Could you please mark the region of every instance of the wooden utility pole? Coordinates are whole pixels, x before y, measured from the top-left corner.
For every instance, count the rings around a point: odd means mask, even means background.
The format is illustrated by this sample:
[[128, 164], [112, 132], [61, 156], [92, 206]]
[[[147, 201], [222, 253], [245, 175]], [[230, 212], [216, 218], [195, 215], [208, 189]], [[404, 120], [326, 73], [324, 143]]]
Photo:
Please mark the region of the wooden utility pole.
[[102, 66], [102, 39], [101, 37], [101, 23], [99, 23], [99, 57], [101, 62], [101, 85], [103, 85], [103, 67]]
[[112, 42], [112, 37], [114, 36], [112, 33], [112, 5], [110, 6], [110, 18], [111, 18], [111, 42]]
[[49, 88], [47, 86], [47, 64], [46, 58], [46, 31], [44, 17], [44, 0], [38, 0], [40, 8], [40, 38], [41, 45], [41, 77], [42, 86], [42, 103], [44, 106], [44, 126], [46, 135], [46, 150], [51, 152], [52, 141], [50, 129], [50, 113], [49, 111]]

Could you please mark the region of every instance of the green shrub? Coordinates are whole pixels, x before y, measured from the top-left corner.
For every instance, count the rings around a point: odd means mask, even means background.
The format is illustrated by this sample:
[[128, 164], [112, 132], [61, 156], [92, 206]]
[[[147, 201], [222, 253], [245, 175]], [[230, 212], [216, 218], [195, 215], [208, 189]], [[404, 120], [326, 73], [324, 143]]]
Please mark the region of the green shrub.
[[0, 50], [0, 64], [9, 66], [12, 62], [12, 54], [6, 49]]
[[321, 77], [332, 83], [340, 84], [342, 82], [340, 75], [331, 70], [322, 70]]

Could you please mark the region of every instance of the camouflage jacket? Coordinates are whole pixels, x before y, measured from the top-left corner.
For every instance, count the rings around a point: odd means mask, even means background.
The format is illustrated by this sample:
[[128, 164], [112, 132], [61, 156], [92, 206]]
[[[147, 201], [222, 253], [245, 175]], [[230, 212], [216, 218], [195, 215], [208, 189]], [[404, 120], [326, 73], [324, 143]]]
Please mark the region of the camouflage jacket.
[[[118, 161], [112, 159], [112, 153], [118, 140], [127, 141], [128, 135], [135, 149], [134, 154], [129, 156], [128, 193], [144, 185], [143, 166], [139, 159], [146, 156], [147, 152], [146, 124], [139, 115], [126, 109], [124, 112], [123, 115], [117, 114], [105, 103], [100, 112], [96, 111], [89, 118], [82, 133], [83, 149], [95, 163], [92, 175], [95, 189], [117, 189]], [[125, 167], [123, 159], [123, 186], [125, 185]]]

▶ YOUR TASK:
Rewrite the lines from the one holding "the green shrub?" through the end, inclusive, replacing "whole pixels" with "integer pixels" and leaving everything else as it is.

▶ EXERCISE SOLUTION:
Could you please mark the region of every instance of the green shrub? Coordinates are integer pixels, x before y, measured from the top-left corner.
For every instance, count the rings around a point: odd means mask, even means background.
The format is illustrated by this sample:
[[128, 164], [112, 132], [61, 156], [92, 206]]
[[[147, 201], [222, 253], [245, 175]], [[230, 212], [216, 218], [195, 215], [208, 189]], [[404, 120], [326, 73], [324, 143]]]
Please mark the region of the green shrub.
[[0, 50], [0, 64], [9, 66], [12, 62], [12, 54], [6, 49]]
[[321, 77], [332, 83], [340, 84], [342, 82], [340, 75], [331, 70], [322, 70]]

Could you please mark the region of every instance of the camouflage jacket? Coordinates are integer pixels, x before y, measured from the top-left corner.
For every instance, count the rings around a point: odd means mask, even means background.
The format is illustrated by this sample:
[[128, 164], [112, 132], [61, 156], [92, 206]]
[[[147, 201], [222, 253], [245, 175]], [[230, 212], [216, 218], [195, 215], [208, 189]], [[404, 120], [326, 73], [324, 143]]]
Please mark the region of the camouflage jacket.
[[[118, 161], [112, 159], [112, 153], [118, 140], [127, 141], [128, 135], [135, 149], [134, 154], [129, 156], [128, 193], [144, 185], [143, 166], [139, 159], [146, 156], [147, 152], [146, 124], [139, 115], [126, 109], [124, 112], [123, 115], [117, 114], [105, 103], [100, 112], [96, 111], [89, 118], [82, 133], [83, 149], [95, 163], [92, 175], [95, 189], [117, 189]], [[125, 167], [123, 159], [123, 186], [125, 185]]]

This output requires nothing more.